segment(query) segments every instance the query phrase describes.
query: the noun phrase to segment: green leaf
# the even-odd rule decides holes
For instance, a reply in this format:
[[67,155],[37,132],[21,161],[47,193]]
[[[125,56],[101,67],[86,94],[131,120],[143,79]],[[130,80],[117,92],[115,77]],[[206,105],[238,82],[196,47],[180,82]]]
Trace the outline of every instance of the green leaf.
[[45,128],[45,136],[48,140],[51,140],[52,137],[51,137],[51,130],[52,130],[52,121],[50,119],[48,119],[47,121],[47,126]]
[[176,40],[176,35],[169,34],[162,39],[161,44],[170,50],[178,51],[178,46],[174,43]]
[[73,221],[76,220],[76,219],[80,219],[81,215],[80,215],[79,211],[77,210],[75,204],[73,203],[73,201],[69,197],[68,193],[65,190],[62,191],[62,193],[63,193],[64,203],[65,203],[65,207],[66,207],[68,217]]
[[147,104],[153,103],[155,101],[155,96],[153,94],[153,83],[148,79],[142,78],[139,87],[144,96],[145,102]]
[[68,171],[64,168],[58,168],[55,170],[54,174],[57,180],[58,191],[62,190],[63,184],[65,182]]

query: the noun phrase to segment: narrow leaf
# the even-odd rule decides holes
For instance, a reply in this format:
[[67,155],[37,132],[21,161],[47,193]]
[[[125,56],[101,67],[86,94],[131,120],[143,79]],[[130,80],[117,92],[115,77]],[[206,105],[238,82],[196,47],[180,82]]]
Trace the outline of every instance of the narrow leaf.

> WHAT THE EXERCISE ASKS: Write out all the entries exactly.

> ANSWER FOR THE TASK:
segment(query) segments every instance the query phrase describes.
query: the noun phrase to segment: green leaf
# the even-odd rule decides holes
For instance, a reply in this format:
[[67,155],[37,132],[21,161],[47,193]]
[[[125,56],[101,67],[86,94],[131,120],[143,79]],[[130,80],[117,92],[115,77]],[[206,105],[238,82],[196,47],[180,82]]]
Trace the outline of every instance of the green leaf.
[[45,128],[45,136],[48,140],[51,140],[52,137],[51,137],[51,130],[52,130],[52,121],[50,119],[48,119],[47,121],[47,126]]
[[176,40],[176,35],[169,34],[162,39],[161,44],[170,50],[178,51],[178,46],[174,43]]
[[73,221],[76,220],[76,219],[80,219],[81,215],[80,215],[79,211],[77,210],[75,204],[73,203],[73,201],[69,197],[68,193],[65,190],[62,191],[62,193],[63,193],[64,203],[65,203],[65,207],[66,207],[68,217]]
[[147,104],[153,103],[155,101],[155,96],[153,94],[153,83],[148,79],[142,78],[139,87],[144,96],[145,102]]
[[68,171],[64,168],[58,168],[55,170],[54,174],[57,180],[58,191],[62,190],[63,184],[65,182]]

query: the noun phrase to segment: narrow leaf
# the even-odd rule decides holes
For instance, a reply in this format:
[[67,155],[37,132],[21,161],[47,193]]
[[[125,56],[101,67],[86,94],[131,120],[143,79]],[[130,80],[117,92],[115,77]],[[206,105],[238,82],[196,47],[180,82]]]
Trace the outline of every instance of the narrow leaf.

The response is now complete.